_What needs to be done_
Reproduce the material word for word, from its beginning through the line containing "positive clicks: (1395, 7)", both included. Omit the picture from your reproduction.

_Extracted entries_
# # # # # # #
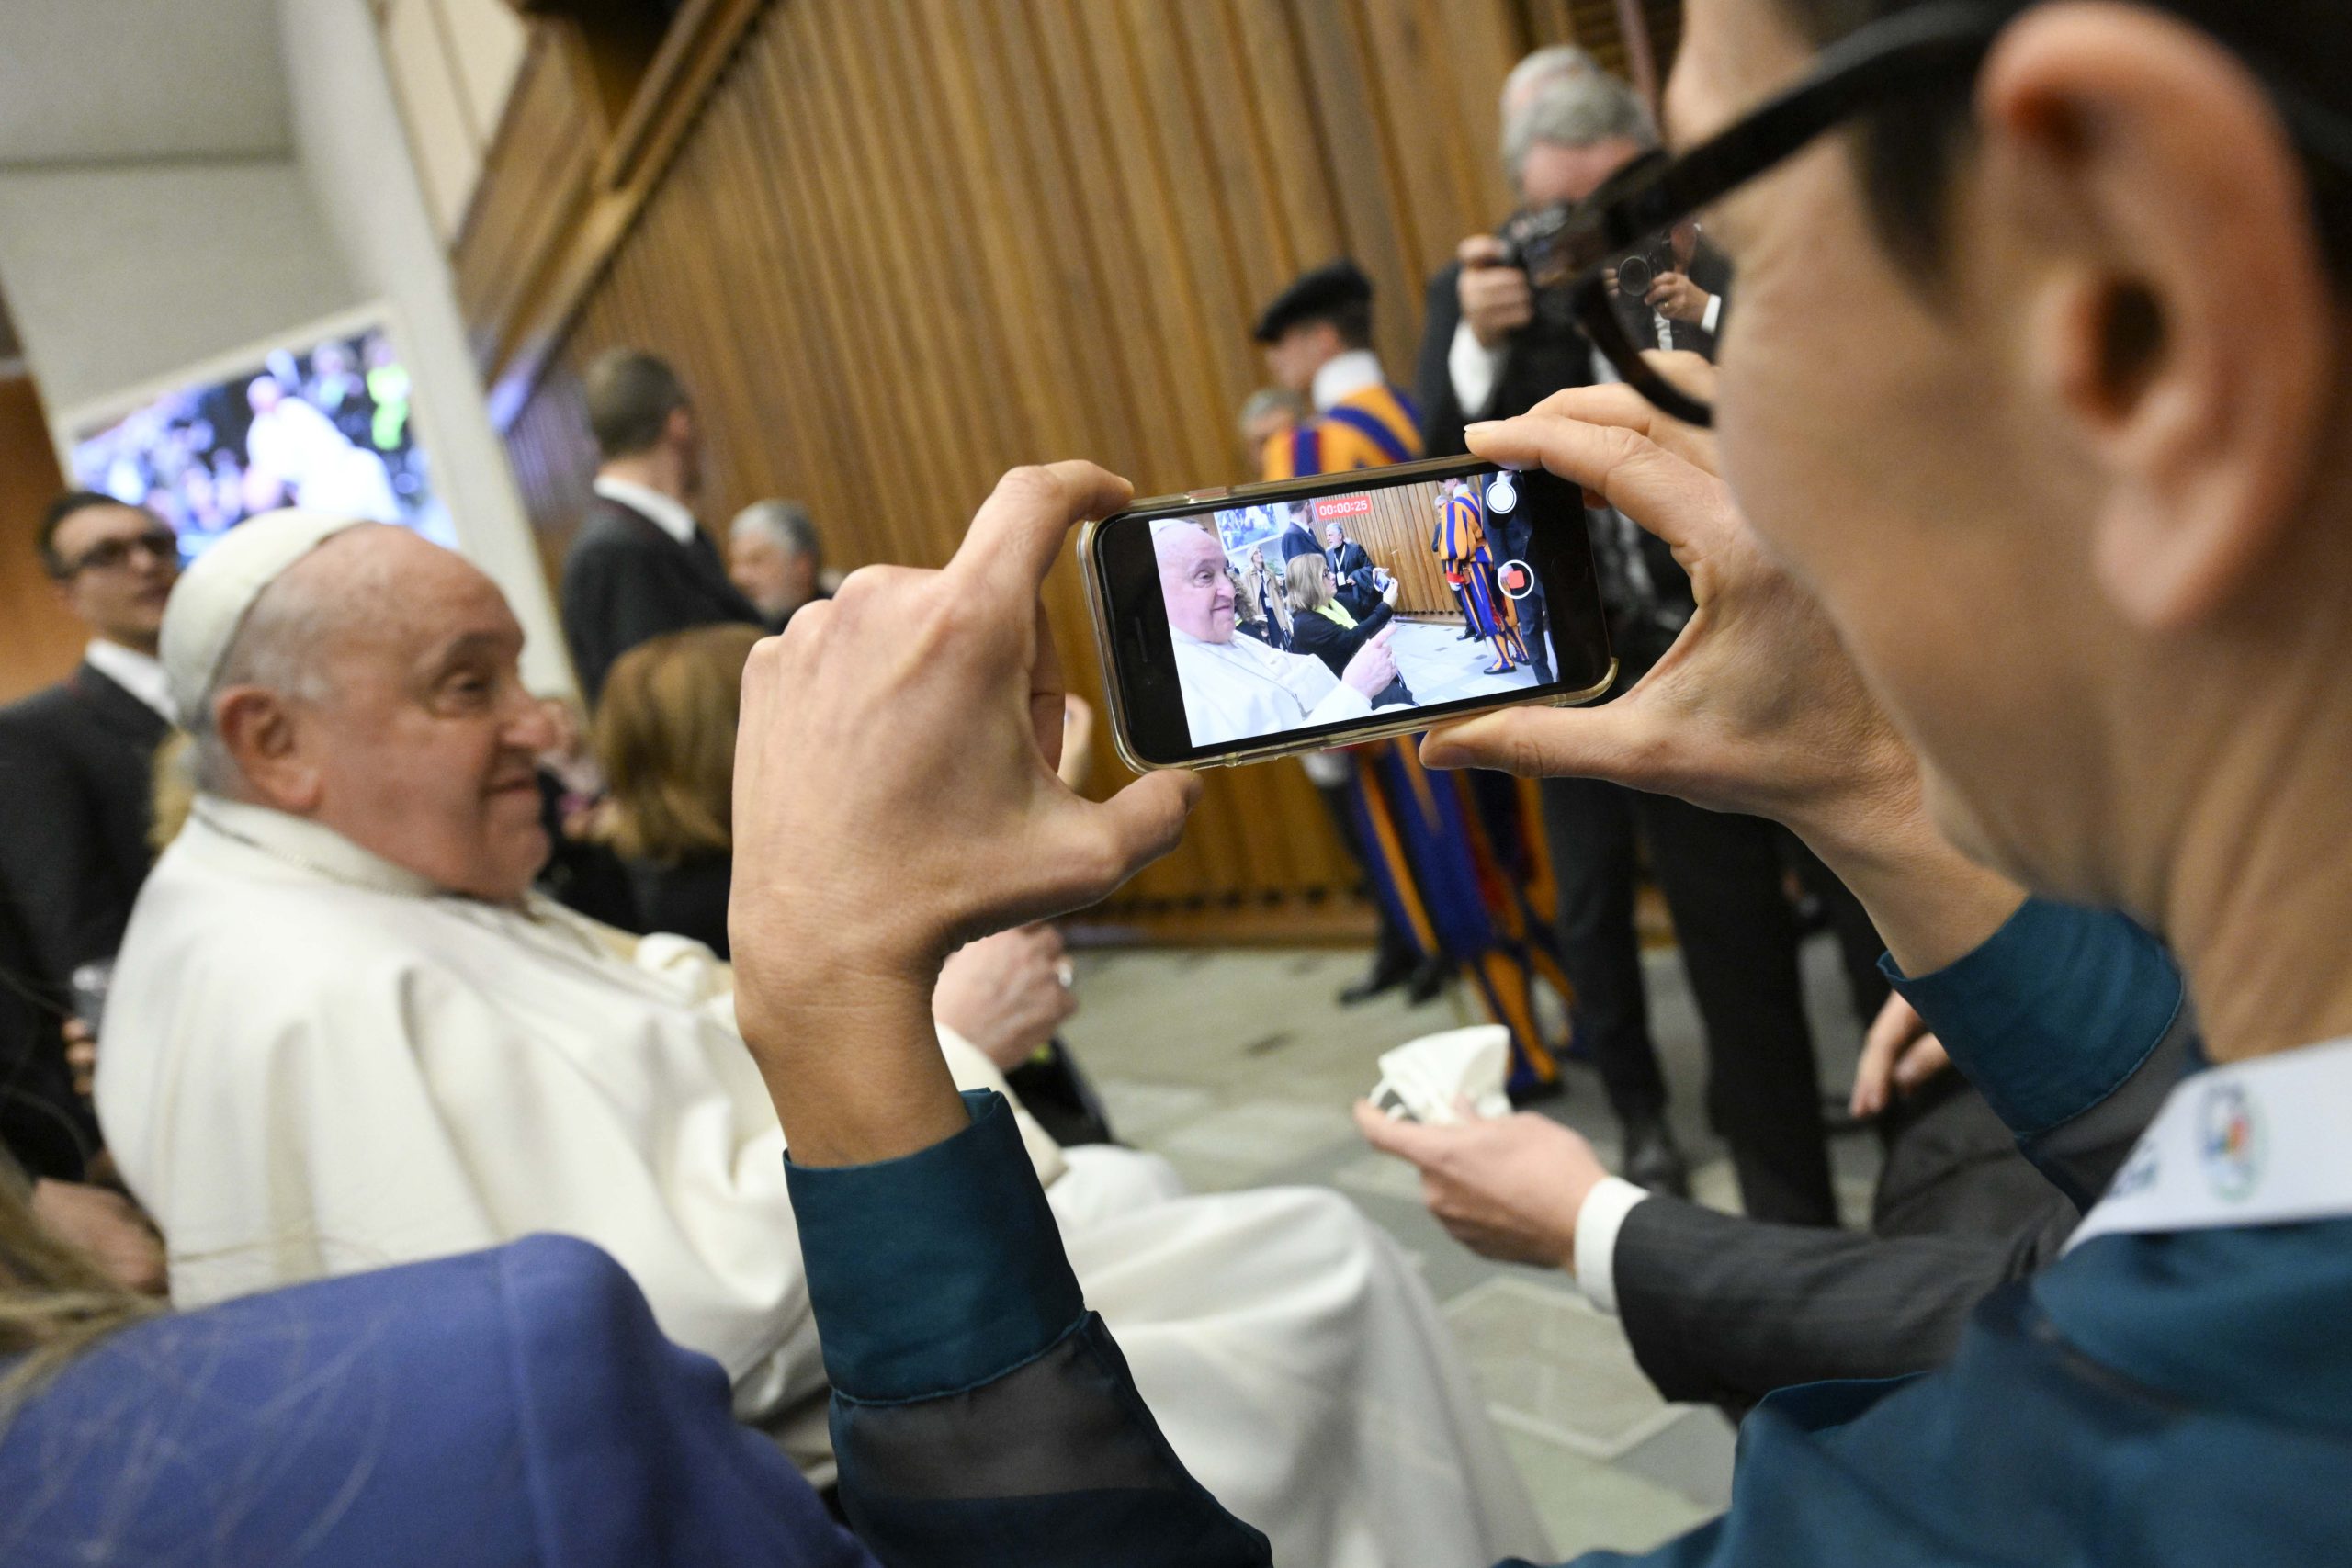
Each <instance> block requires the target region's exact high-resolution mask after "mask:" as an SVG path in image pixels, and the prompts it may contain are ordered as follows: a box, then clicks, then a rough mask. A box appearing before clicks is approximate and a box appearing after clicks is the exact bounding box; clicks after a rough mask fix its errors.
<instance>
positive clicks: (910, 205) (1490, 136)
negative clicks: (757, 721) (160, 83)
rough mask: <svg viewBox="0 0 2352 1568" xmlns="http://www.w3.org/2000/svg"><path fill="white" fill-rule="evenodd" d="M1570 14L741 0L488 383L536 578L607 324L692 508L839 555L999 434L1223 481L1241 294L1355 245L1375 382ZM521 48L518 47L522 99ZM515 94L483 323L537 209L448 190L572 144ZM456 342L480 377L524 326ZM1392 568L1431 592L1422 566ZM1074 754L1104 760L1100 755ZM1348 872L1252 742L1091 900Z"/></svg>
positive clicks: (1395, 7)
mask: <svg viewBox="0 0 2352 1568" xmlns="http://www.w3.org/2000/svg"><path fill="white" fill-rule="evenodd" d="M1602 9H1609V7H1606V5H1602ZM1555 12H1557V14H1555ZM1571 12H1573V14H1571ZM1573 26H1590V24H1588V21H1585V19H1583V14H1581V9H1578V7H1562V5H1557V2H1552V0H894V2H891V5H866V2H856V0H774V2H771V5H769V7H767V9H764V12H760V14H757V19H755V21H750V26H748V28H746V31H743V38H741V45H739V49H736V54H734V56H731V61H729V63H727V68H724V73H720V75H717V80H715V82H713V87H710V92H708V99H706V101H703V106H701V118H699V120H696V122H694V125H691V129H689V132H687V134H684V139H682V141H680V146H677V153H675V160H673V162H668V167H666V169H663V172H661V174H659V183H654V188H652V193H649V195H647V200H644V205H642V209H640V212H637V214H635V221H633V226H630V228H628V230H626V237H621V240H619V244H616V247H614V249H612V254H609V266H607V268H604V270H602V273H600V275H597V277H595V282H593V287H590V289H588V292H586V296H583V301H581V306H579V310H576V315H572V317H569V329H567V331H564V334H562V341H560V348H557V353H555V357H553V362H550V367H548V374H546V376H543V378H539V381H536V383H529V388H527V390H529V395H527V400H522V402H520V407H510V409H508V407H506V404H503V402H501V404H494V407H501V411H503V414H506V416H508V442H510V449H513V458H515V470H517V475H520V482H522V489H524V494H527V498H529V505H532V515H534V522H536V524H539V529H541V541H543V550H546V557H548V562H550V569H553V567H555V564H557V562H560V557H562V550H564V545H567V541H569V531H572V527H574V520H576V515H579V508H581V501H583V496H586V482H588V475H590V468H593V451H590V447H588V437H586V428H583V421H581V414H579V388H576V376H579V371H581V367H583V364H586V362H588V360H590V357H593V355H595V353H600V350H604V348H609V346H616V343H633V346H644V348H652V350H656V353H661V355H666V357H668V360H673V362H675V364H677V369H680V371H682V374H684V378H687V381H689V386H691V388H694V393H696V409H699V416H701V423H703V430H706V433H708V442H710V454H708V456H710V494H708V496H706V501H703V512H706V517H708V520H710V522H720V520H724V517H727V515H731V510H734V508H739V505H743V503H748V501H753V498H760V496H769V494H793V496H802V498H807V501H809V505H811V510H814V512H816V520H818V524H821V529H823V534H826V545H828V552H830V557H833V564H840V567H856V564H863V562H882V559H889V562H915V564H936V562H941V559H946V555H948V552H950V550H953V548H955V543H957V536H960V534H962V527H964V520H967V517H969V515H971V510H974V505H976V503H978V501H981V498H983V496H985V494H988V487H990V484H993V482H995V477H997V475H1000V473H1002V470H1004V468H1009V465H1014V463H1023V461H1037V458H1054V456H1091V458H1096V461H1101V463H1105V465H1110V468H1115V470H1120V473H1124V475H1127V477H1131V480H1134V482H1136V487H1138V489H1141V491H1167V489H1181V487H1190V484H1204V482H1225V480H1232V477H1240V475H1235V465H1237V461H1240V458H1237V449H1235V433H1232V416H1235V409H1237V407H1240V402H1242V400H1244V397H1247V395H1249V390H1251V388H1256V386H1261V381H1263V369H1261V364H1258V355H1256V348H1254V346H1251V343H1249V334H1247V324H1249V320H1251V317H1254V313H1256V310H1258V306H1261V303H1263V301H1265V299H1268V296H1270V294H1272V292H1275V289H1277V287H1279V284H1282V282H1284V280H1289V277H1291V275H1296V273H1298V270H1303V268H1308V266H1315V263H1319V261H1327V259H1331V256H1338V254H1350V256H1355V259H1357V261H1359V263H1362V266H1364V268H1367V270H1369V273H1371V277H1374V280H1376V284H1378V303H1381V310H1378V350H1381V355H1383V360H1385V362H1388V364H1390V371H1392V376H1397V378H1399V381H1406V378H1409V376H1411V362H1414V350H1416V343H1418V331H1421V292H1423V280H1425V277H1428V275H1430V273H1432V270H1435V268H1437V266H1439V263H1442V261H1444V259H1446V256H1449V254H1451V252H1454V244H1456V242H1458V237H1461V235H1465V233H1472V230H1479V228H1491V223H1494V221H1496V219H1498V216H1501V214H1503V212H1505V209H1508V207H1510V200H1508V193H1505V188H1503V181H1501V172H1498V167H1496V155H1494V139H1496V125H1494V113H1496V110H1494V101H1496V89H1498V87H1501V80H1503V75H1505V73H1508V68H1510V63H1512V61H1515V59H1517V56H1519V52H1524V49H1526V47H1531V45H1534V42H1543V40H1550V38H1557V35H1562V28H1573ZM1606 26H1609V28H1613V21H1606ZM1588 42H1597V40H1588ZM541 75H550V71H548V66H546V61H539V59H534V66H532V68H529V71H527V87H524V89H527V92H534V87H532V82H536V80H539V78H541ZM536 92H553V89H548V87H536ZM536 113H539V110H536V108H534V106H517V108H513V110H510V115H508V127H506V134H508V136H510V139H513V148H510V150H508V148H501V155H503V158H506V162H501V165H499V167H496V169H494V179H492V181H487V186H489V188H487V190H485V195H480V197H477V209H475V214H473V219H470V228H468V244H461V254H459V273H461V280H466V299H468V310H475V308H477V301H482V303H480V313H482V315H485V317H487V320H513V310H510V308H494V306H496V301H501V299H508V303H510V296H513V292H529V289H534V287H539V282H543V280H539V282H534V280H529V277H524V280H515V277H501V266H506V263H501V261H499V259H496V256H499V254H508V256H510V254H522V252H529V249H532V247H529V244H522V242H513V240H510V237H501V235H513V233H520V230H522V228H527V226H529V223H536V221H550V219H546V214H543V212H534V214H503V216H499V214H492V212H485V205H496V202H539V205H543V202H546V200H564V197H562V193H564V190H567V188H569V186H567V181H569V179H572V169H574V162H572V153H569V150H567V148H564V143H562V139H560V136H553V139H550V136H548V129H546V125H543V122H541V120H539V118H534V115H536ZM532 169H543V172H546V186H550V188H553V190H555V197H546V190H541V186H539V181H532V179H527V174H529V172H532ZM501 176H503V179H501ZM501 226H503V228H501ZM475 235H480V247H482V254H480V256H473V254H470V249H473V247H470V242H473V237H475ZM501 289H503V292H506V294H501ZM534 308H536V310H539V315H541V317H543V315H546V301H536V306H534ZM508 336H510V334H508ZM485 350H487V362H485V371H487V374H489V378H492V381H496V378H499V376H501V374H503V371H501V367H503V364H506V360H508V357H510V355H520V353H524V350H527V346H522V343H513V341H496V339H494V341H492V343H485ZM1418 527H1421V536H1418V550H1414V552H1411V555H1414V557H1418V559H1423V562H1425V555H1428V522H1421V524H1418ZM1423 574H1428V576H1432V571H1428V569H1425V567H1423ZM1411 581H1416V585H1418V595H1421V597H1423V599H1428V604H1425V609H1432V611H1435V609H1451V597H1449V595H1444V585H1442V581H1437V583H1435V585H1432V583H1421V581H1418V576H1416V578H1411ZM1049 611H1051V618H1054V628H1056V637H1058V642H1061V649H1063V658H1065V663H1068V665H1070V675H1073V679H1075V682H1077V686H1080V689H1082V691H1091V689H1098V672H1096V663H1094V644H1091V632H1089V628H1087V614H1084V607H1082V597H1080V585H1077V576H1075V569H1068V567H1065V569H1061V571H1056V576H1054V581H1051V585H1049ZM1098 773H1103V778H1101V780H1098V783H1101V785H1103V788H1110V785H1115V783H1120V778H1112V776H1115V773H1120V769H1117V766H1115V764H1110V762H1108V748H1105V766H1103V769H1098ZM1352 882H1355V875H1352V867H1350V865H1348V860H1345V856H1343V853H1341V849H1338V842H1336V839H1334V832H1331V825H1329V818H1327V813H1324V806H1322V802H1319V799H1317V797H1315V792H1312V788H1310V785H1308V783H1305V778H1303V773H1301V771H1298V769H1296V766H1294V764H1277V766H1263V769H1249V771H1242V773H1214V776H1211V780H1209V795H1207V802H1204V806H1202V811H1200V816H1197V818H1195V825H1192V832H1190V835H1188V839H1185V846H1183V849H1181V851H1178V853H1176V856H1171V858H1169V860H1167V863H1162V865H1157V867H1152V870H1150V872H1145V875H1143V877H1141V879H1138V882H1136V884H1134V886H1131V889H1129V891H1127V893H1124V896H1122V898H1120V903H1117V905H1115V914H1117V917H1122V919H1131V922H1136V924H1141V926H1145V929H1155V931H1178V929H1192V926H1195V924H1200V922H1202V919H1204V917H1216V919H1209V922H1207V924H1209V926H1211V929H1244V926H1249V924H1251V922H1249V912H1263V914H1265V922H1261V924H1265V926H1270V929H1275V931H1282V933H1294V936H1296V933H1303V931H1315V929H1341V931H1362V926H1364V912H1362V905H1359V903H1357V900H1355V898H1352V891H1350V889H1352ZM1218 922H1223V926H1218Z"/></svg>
# # # # # # #
_Solution_
Each <instance> block requires the target region's exact high-resolution mask after "mask:" as an SVG path in image pixels, and the prompts it may contain are ordered as follows: a box, then clicks, then a rough mask. A box appearing before clicks is approximate and a box appearing after clicks is the exact bounding box; clicks after a rough mask fix its errors.
<instance>
positive clicks: (910, 205) (1490, 136)
negative clicks: (757, 721) (160, 83)
rough mask: <svg viewBox="0 0 2352 1568" xmlns="http://www.w3.org/2000/svg"><path fill="white" fill-rule="evenodd" d="M1570 14L741 0L488 383L536 578L607 324L692 508L839 555L999 434L1223 481L1241 294L1355 245L1375 382ZM521 48L518 47L522 99ZM515 94L483 323L537 209L448 190L572 144ZM456 342L480 377L524 326ZM1392 568L1431 592L1422 566ZM1074 754L1104 760L1100 755ZM1348 872L1252 742L1091 900Z"/></svg>
positive clicks: (1395, 7)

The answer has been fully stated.